**YOUR GOAL:** Reproduce each of the entries below word for word, with no changes.

+ + +

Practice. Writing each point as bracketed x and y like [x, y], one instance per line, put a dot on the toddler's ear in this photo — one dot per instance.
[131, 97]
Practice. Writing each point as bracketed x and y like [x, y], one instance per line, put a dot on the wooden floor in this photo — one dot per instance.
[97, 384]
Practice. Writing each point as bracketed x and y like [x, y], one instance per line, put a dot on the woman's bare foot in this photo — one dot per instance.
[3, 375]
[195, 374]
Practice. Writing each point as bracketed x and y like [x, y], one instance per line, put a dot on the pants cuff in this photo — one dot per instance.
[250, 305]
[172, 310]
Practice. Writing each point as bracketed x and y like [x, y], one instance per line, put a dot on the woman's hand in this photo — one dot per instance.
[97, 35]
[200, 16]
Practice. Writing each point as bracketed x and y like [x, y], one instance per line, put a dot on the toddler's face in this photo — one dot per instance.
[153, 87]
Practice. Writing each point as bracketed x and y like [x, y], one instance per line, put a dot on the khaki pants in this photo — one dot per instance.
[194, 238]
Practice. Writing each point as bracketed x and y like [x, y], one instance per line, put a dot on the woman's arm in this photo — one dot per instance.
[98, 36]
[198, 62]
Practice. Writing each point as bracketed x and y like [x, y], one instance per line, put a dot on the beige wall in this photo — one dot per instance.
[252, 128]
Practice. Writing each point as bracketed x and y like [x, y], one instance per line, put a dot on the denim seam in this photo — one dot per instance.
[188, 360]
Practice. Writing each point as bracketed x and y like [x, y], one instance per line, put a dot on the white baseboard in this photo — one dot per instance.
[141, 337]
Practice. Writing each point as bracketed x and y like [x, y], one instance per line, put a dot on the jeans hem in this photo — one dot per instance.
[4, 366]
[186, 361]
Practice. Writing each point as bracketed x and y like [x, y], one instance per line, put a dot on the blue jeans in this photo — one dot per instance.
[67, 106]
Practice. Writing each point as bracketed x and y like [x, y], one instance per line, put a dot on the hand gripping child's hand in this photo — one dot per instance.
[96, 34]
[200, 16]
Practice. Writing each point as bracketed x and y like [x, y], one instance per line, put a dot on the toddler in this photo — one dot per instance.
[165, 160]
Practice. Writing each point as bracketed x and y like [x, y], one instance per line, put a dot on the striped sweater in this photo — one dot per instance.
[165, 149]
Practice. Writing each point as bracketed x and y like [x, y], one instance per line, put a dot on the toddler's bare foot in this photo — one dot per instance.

+ + +

**EXPECTED ANSWER:**
Practice. Writing each point as bracketed x and y like [x, y], one instance per line, put a dot on the toddler's ear in this photo — one dot per instance.
[131, 97]
Practice. Writing each point as bracketed x and y like [x, y], one instance per line, put a dot on the wooden floor in this photo — one dot per instance.
[97, 384]
Practice. Writing each point as bracketed x and y like [x, y], one instance per line, put a dot on the woman's bare foot in this photo — one dot per instance.
[3, 375]
[195, 374]
Practice. Writing each point as bracketed x and y like [x, y], one instance per line, put a dot on the pants cuff in this photo — one dot per instance.
[250, 305]
[172, 310]
Practice. Writing each point as bracketed x and y like [x, y], one instance per line, put a dot on the woman's hand in this photo — one dot per instance.
[97, 35]
[200, 16]
Practice. Writing each point as bracketed x and y like [x, y], one instance per line, put a dot on the toddler's face in this photo — one dot per instance.
[153, 87]
Practice. Writing each point as bracketed x and y like [x, y], one instance per line, put a dot on the khaki pants in this photo — one dot per instance.
[194, 238]
Practice. Writing each point as bracketed x and y like [x, y], one instance per line, put a dot on the woman's arm in this photo — one dot per instance.
[98, 36]
[198, 62]
Practice. Writing each point as bracketed x and y like [x, y], one instance per line, put a dot on the beige wall in this photo — one dot per instance.
[252, 128]
Practice. Writing each point as bracketed x and y like [x, y], one instance per line, put a dot on the denim seam in this photo — one dot per instance.
[188, 360]
Practice. Writing each point as bracketed x and y like [x, y], one instance per line, put a dot on the white baseboard in this photo — one dot per instance.
[141, 337]
Practice. Writing each point as bracketed x and y like [x, y], one instance per line, put a dot on the jeans hem in this photo — one dot per instance.
[4, 366]
[186, 361]
Practice. Writing each point as bracketed x and y like [x, y], one instance per line, put a dot on the blue jeans in this photo — one dot per instance.
[67, 106]
Practice. Writing each point as bracketed x and y like [x, y], one instance per line, put a dot on the hand gripping child's hand in this photo — one dot per instance.
[96, 34]
[200, 16]
Practice. Writing each point as bracketed x and y like [x, y], one instance per line, put a dot on the toddler in this photo — one dot per instance.
[165, 160]
Practice. Writing each point as bracketed x and y like [x, y], one instance per line, put a dot on the striped sweater in this photo — one dot per instance.
[165, 149]
Practice. Writing each point as bracketed x and y like [x, y], one instance per line, put a dot on the toddler's bare foot in this photo — one dot per instance.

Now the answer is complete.